### Available data
================================
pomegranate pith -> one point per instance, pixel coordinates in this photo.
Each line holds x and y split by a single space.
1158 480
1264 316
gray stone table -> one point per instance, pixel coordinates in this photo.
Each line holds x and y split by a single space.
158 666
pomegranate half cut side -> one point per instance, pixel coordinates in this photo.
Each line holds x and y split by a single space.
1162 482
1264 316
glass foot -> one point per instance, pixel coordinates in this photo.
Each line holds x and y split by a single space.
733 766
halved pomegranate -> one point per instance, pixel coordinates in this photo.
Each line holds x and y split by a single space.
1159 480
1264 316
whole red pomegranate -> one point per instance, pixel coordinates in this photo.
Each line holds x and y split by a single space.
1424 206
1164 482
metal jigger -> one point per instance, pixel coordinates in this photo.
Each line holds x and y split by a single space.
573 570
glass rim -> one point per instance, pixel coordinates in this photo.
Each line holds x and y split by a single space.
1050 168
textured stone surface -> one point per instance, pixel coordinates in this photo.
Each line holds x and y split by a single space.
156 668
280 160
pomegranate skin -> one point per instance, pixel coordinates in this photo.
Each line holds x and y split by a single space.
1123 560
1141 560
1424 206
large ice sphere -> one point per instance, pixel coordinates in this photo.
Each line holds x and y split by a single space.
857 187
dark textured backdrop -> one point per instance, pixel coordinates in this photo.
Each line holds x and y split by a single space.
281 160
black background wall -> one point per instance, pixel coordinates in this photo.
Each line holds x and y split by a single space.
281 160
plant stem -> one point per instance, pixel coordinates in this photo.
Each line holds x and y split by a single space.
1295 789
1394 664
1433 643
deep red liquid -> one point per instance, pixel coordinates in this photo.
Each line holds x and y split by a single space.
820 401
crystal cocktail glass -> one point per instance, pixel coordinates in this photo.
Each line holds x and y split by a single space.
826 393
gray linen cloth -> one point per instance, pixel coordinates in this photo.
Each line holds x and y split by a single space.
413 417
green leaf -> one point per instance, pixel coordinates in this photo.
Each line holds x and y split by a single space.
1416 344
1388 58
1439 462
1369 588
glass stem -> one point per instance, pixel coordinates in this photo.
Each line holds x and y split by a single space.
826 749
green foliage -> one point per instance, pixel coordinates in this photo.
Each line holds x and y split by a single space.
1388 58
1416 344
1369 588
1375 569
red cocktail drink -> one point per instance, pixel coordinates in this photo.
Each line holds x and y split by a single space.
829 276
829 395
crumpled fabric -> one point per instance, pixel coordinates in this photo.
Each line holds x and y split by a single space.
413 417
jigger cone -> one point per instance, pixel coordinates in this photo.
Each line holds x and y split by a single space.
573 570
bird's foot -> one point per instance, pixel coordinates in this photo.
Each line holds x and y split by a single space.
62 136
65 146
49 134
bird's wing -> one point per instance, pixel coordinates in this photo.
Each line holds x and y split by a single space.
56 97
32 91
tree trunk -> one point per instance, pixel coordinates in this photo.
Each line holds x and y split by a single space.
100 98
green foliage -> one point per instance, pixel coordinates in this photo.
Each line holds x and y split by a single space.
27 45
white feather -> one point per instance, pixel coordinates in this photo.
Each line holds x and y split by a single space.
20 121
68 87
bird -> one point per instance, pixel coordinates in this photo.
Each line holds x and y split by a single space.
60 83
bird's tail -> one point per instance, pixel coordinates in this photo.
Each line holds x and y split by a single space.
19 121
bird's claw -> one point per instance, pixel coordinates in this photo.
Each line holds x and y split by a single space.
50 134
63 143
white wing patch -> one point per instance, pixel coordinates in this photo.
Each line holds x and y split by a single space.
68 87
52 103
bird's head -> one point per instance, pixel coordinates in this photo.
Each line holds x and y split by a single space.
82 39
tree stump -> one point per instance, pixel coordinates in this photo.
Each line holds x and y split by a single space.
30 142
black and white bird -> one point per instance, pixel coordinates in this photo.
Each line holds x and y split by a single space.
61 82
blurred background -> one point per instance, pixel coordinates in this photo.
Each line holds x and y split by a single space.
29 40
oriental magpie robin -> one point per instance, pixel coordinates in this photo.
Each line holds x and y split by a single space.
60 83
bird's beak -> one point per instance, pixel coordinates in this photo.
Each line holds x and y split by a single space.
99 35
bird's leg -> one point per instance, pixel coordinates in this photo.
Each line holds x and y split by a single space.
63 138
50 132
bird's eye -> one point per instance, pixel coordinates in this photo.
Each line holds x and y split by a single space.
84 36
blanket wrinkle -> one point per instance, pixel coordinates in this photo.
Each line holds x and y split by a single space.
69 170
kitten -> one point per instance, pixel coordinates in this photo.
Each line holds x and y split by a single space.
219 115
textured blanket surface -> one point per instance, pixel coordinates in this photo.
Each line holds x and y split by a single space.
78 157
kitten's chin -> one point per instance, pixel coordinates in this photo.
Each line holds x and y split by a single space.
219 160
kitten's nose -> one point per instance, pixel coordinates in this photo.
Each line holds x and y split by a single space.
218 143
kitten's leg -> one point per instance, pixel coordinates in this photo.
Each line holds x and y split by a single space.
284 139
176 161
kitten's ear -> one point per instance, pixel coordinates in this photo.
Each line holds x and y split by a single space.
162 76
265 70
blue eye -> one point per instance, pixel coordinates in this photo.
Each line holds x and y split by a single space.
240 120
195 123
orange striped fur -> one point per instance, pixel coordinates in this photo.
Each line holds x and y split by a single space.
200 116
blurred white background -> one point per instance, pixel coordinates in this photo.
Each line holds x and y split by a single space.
================================
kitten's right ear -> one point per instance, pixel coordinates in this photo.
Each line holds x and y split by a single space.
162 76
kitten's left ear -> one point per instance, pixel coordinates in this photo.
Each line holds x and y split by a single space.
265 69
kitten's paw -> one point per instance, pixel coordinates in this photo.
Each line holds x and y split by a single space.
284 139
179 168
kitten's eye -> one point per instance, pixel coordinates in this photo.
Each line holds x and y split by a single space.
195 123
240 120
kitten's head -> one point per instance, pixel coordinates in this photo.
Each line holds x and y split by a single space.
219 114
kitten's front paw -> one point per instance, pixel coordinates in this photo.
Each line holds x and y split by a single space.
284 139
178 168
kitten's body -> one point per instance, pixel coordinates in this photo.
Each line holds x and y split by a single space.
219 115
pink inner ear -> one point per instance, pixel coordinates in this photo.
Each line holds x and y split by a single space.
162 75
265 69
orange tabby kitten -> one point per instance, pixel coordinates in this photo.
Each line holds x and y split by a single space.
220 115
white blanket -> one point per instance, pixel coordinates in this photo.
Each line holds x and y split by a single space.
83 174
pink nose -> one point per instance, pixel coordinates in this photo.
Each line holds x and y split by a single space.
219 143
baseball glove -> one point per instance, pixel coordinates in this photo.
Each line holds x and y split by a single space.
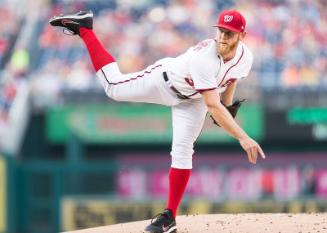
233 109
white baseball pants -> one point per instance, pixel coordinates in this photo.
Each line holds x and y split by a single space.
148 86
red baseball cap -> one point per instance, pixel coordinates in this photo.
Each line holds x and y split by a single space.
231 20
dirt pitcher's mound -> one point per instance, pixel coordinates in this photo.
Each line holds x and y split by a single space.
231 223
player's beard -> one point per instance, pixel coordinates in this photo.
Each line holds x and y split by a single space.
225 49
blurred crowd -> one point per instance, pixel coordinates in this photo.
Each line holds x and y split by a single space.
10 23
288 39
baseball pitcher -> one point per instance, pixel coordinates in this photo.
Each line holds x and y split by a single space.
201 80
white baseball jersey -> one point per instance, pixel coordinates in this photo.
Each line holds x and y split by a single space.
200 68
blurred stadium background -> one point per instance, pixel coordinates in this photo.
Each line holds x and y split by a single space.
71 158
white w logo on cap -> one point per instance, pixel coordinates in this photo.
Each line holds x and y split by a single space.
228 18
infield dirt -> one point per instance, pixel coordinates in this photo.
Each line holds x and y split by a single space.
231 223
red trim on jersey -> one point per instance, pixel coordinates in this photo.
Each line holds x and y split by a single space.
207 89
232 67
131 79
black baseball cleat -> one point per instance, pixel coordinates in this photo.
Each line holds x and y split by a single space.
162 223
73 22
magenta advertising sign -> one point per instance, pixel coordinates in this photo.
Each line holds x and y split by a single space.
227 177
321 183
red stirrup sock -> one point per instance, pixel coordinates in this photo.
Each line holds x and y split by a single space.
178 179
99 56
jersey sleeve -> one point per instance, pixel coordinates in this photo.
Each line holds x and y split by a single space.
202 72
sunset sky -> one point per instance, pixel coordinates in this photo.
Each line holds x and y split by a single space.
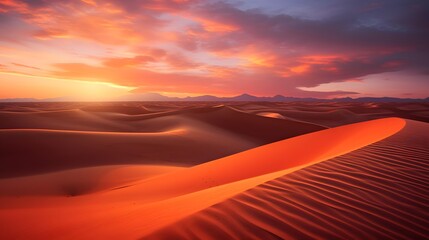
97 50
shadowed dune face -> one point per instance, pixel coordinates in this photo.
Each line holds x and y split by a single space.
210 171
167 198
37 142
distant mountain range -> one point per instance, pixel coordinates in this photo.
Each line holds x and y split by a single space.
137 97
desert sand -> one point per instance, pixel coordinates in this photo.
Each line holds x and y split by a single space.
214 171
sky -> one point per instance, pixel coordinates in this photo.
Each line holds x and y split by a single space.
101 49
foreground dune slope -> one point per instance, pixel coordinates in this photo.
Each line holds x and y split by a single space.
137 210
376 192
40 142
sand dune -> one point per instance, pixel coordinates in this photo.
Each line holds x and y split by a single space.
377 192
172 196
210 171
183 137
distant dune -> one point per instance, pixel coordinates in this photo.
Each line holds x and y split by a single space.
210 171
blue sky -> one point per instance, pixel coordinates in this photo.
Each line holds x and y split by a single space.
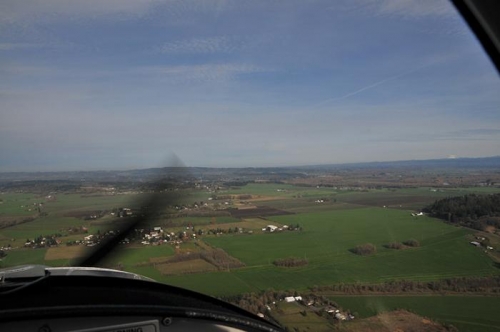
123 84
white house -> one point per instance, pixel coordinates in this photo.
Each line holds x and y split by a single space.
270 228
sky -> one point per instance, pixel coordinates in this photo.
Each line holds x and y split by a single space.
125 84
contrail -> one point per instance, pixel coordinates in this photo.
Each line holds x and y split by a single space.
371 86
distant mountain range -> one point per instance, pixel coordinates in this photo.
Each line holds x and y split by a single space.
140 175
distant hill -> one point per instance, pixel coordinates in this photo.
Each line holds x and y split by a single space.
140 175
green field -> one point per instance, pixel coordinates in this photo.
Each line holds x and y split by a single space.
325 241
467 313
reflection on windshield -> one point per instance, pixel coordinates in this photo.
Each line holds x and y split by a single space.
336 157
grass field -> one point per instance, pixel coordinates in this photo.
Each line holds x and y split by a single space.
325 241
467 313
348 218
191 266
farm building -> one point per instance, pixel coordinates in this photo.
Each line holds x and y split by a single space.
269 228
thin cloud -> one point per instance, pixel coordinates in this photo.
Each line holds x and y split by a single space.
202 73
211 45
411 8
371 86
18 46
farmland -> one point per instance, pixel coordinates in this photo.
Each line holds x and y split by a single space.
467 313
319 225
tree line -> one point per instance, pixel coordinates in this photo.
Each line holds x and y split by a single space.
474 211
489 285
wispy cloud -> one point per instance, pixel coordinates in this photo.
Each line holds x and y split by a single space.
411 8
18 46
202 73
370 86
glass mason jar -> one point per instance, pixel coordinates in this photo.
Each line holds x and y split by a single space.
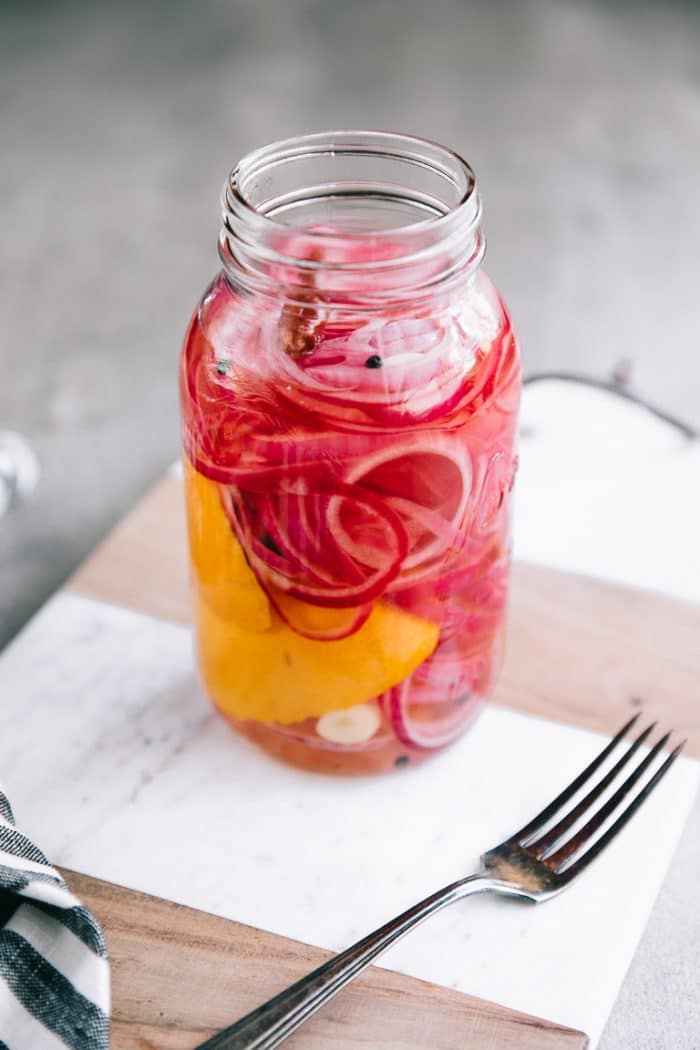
================================
### Short problem
Please return each line of the rows above that contains the word "foot".

### Exercise solution
glass foot -> one point per instance, pixel coordinates in this photo.
bird's foot -> one point per instance, pixel coordinates in this photo.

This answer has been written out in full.